Ihre Anweisungen: Schreiben Sie die Zeilen von der Zeile mit „Where can you spot the tree shadow“ bis einschließlich der Zeile mit „column 213, row 203“ wortgetreu ab, und zwar nur diese.

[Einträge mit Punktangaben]
* * * * * * * * *

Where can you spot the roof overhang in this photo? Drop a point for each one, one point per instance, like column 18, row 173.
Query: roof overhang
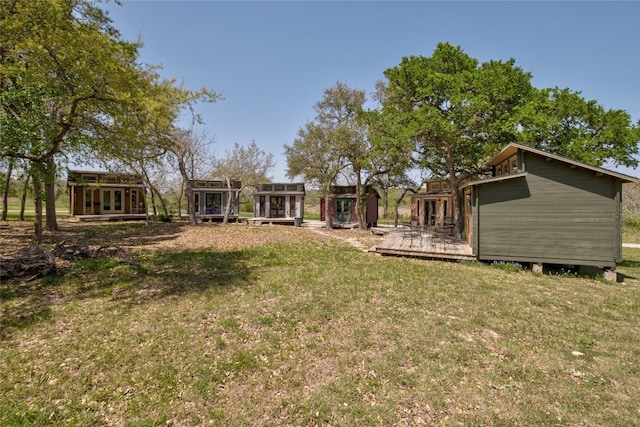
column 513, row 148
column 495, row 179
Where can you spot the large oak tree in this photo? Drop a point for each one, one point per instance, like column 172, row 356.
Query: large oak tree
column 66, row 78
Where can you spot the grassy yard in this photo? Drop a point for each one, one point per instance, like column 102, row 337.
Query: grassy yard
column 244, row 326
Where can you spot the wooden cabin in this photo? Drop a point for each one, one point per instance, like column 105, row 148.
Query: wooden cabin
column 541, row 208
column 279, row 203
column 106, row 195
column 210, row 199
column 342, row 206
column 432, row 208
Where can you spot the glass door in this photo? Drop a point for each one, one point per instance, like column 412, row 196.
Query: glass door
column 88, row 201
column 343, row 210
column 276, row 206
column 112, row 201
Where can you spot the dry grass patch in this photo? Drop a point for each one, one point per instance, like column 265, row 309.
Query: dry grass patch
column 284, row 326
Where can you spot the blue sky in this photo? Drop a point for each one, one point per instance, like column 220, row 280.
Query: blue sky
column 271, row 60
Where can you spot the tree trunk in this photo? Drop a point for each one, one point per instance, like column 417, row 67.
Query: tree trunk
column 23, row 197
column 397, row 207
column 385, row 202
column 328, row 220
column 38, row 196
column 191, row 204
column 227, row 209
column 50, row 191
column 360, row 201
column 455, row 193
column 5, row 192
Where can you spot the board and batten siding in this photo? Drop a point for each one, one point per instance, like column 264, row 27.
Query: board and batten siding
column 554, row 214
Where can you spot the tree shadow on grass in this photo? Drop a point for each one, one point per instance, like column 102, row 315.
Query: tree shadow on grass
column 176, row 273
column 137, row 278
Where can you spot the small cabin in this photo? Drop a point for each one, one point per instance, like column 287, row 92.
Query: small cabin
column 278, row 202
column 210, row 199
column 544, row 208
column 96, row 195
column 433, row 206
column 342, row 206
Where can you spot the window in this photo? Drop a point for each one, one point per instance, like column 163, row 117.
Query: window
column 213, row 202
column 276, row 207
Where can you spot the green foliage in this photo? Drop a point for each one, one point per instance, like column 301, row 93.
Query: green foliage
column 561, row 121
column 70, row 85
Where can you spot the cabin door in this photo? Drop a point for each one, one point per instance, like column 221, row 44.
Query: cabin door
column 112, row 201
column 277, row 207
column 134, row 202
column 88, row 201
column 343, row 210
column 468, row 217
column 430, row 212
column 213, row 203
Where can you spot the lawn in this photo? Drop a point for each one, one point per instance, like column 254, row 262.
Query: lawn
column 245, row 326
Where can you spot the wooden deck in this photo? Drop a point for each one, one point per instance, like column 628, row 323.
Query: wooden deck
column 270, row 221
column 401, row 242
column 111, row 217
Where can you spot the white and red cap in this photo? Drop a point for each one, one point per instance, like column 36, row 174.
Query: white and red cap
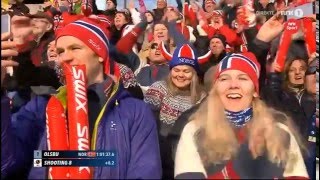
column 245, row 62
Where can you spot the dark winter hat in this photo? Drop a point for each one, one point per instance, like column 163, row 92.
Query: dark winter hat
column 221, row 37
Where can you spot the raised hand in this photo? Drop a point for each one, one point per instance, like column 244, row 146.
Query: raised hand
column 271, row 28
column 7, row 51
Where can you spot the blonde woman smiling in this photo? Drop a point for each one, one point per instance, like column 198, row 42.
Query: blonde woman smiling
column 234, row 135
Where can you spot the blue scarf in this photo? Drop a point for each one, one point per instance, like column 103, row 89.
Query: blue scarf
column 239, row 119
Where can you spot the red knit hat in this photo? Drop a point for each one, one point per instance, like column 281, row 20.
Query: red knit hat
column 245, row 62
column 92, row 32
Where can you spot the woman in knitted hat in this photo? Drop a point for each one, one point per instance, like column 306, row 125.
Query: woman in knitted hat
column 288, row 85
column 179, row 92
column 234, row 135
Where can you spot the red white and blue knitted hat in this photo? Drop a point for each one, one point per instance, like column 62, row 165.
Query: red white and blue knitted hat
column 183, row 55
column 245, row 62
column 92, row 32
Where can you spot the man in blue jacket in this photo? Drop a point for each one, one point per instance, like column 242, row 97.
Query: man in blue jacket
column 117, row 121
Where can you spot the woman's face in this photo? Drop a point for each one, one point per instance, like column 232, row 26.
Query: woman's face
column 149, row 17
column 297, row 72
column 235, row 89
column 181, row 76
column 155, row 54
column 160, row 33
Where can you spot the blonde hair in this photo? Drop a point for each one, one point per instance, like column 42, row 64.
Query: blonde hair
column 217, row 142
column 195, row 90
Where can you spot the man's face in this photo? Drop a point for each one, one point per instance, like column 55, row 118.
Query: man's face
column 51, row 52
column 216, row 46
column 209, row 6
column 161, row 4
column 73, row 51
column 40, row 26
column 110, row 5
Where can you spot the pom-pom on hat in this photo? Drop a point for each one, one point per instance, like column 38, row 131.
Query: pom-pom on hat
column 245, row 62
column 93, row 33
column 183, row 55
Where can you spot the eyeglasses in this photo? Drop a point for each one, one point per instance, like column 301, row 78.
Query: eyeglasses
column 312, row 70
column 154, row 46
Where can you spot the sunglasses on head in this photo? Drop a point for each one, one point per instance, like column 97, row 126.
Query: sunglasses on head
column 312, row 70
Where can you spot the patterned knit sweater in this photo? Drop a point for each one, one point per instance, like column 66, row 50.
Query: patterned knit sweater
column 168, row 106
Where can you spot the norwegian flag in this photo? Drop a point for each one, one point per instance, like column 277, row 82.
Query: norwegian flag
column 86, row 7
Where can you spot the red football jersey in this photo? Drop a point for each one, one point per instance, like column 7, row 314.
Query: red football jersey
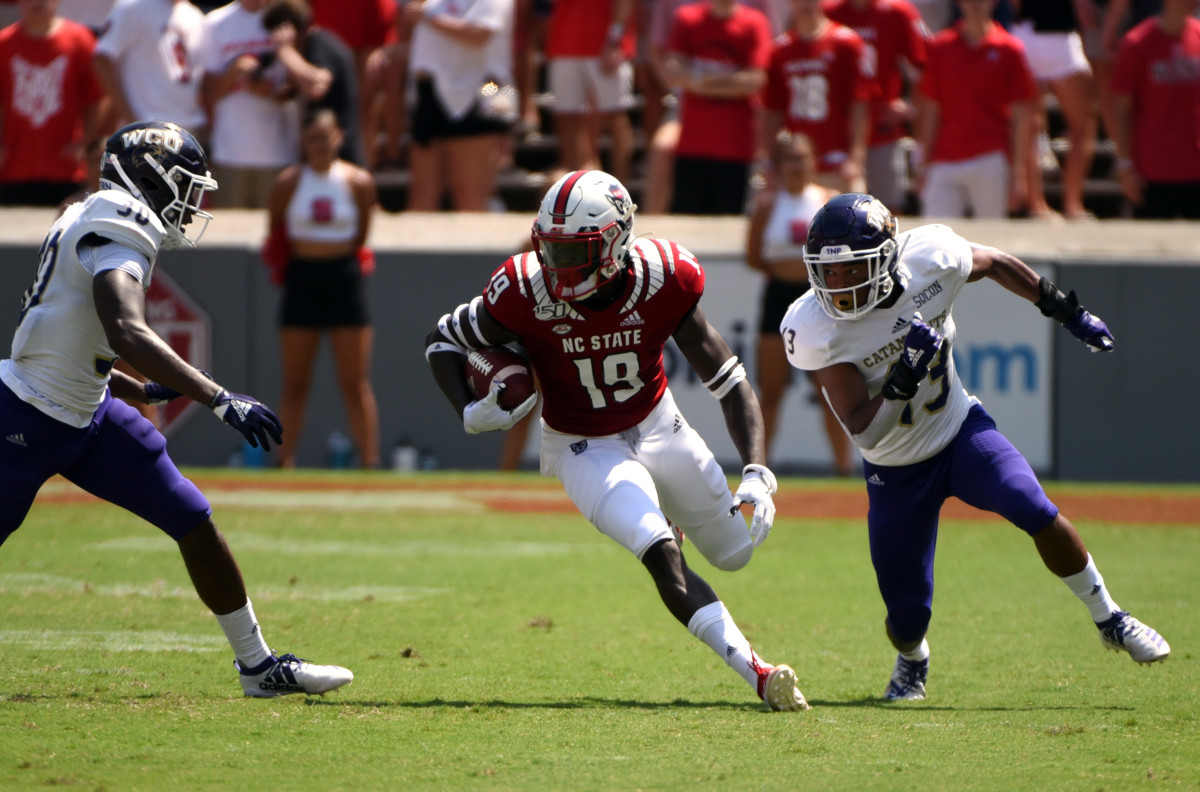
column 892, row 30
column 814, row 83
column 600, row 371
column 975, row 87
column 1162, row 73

* * * * * * * * *

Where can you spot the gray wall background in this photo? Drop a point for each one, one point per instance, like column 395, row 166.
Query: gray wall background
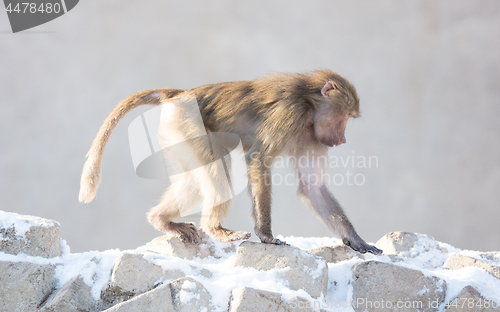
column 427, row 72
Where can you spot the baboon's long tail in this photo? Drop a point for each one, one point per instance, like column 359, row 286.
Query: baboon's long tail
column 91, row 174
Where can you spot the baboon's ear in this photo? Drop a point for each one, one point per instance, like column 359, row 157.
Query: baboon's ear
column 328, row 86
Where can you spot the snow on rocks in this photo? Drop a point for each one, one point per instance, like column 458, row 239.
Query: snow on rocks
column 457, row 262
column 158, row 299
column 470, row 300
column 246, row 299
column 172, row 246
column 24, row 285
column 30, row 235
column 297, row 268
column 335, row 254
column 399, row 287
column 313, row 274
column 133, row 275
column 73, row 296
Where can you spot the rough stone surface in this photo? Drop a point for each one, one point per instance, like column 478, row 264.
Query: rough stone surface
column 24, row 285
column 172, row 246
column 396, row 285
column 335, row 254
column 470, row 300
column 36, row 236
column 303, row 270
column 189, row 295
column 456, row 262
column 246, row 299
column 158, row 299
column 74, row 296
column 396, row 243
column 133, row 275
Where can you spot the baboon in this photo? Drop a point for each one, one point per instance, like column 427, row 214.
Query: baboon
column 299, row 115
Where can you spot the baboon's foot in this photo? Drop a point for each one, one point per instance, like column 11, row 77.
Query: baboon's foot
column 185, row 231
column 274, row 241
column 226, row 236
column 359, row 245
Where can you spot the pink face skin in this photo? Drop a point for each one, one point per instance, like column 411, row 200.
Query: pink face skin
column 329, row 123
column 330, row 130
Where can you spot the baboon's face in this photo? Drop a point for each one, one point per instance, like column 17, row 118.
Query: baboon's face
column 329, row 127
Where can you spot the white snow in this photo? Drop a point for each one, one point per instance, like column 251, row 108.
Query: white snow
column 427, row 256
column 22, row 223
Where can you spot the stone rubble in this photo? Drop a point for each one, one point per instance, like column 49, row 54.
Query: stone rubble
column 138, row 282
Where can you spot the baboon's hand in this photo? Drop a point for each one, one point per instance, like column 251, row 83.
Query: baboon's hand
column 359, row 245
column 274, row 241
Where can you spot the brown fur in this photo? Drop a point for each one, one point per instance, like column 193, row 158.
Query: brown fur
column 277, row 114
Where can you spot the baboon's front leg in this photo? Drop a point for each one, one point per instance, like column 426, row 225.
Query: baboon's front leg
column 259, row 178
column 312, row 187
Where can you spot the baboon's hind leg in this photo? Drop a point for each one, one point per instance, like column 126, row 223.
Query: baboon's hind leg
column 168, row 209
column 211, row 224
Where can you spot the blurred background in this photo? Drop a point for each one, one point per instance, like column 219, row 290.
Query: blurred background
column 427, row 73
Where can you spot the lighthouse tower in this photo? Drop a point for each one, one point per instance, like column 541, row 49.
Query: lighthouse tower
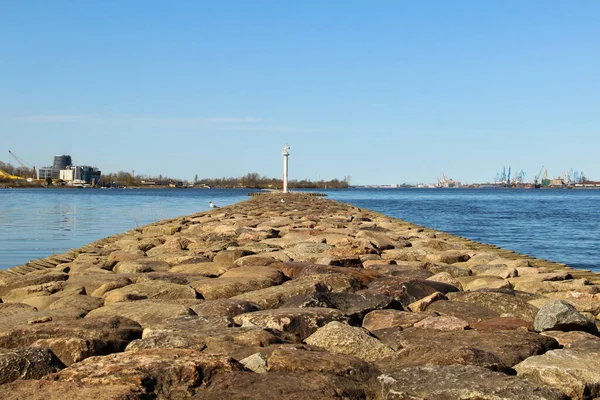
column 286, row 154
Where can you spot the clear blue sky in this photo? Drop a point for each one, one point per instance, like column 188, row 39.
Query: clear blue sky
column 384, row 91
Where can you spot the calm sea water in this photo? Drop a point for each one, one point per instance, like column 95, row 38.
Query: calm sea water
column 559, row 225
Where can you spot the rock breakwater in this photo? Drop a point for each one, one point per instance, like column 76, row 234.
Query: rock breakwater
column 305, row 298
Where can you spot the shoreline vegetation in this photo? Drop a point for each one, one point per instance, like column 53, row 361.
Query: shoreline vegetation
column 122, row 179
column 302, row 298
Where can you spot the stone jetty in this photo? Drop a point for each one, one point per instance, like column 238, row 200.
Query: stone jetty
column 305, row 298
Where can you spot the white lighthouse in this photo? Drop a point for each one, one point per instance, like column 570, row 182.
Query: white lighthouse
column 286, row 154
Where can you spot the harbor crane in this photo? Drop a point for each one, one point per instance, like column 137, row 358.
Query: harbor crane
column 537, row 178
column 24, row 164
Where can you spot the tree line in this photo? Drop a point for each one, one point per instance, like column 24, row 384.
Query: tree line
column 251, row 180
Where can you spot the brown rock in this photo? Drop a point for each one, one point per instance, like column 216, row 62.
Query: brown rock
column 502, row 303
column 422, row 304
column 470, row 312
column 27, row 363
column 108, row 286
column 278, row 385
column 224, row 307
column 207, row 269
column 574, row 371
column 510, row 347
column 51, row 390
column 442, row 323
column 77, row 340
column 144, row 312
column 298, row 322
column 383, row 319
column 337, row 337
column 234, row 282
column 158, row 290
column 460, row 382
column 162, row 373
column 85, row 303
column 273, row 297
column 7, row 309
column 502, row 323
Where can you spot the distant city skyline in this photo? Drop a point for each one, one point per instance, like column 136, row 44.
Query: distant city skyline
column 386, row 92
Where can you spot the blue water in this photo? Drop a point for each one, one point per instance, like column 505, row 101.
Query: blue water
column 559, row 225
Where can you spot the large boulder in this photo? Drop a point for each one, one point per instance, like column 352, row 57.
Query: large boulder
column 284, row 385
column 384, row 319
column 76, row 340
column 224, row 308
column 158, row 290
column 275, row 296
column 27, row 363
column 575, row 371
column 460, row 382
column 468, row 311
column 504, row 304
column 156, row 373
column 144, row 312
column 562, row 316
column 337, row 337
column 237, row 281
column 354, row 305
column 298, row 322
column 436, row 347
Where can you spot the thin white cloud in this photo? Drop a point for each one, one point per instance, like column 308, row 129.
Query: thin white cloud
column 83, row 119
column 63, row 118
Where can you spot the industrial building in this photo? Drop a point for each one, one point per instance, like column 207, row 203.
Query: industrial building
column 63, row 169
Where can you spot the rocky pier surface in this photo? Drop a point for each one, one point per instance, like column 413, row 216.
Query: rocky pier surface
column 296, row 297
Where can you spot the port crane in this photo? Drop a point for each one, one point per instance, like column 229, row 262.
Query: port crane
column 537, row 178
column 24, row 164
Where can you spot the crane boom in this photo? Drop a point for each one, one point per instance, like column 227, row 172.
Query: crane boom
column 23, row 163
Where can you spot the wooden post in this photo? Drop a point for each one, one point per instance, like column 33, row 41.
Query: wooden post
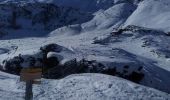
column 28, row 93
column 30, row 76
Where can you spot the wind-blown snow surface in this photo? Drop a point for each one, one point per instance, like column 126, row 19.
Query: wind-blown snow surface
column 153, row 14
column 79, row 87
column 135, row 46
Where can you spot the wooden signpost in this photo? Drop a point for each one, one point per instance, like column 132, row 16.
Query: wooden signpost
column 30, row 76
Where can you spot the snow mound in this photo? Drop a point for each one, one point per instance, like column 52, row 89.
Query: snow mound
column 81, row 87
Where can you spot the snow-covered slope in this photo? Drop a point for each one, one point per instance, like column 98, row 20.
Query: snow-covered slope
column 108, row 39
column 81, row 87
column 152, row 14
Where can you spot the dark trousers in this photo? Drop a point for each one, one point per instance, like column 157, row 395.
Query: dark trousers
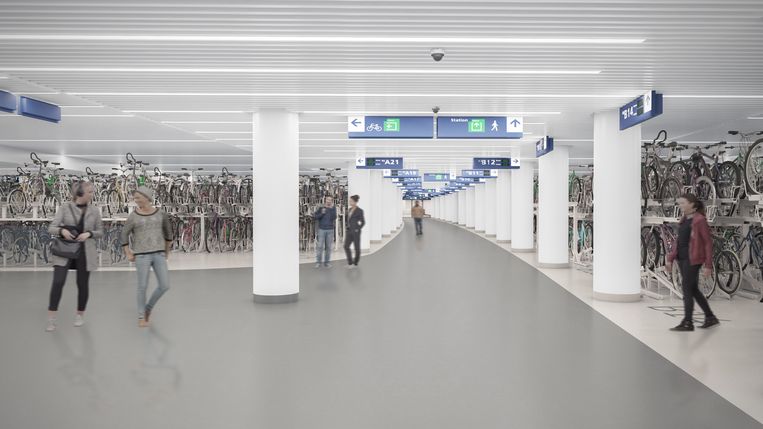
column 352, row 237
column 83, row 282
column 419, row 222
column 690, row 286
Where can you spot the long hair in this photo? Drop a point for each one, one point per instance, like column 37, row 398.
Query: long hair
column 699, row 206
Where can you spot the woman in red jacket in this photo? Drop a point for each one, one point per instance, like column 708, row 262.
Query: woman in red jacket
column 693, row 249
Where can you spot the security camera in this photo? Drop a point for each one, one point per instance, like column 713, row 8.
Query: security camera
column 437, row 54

* * * * * * * * *

Antwort:
Where can you spot the tree shadow on grass in this photo? Drop a point for each one, one point per instance, like column 102, row 315.
Query: tree shadow on grass
column 176, row 273
column 137, row 278
Where can you spot the small cabin in this photo? Drop a point for each one, one point per instance, like column 287, row 92.
Query: small cabin
column 278, row 202
column 210, row 199
column 544, row 208
column 96, row 195
column 433, row 206
column 342, row 206
Where can you spot the window in this photo? Drop a point for each one, one point per instance, like column 163, row 117.
Query: window
column 213, row 202
column 276, row 207
Where can you spot the green foliage in this photo? Drop a point for each one, one point per instance, like column 301, row 93.
Query: green foliage
column 561, row 121
column 70, row 85
Where can you spot the cabin door in this photo? Drop a point for each one, one point per instance, like column 221, row 44.
Query: cabin door
column 112, row 201
column 277, row 207
column 134, row 202
column 88, row 201
column 343, row 210
column 468, row 217
column 430, row 212
column 213, row 203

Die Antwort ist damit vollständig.